Please repeat every line below exactly, from the first to the last.

**Entries taken from a collection:**
—————

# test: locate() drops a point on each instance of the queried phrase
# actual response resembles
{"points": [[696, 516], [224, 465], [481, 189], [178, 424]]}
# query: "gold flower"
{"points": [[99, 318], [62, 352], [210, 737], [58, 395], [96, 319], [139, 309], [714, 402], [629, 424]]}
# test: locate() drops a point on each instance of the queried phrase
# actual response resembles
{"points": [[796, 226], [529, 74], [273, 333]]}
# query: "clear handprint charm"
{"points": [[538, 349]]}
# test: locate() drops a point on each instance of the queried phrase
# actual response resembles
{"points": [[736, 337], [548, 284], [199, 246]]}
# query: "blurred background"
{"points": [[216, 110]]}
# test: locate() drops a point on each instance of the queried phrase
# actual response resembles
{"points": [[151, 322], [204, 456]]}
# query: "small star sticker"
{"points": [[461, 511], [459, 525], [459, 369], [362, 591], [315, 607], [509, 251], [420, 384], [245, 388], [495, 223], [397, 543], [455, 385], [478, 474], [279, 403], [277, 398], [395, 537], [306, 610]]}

—————

**EXERCISE ANSWER:**
# test: locate() drops a point on each instance of the queried phrase
# actual response resembles
{"points": [[696, 516], [224, 465], [481, 189], [178, 424]]}
# query: "gold flower"
{"points": [[99, 318], [62, 352], [210, 737], [58, 395], [96, 319], [139, 309], [714, 402], [629, 424]]}
# test: locate() drops a point on each instance of the queried phrase
# actual response resembles
{"points": [[796, 226], [529, 74], [273, 333]]}
# query: "clear handprint charm"
{"points": [[538, 349]]}
# test: locate() drops a point on each instance of the queried phrase
# actual response resembles
{"points": [[736, 337], [548, 284], [199, 246]]}
# query: "blurred background"
{"points": [[216, 110]]}
# test: locate() drops a point on each instance of the queried phrase
# actual response resembles
{"points": [[151, 322], [204, 456]]}
# query: "small star sticker"
{"points": [[461, 511], [459, 525], [459, 369], [362, 591], [315, 607], [509, 251], [420, 384], [245, 388], [495, 223], [397, 543], [455, 385], [478, 474], [279, 403], [277, 398], [395, 537], [306, 610]]}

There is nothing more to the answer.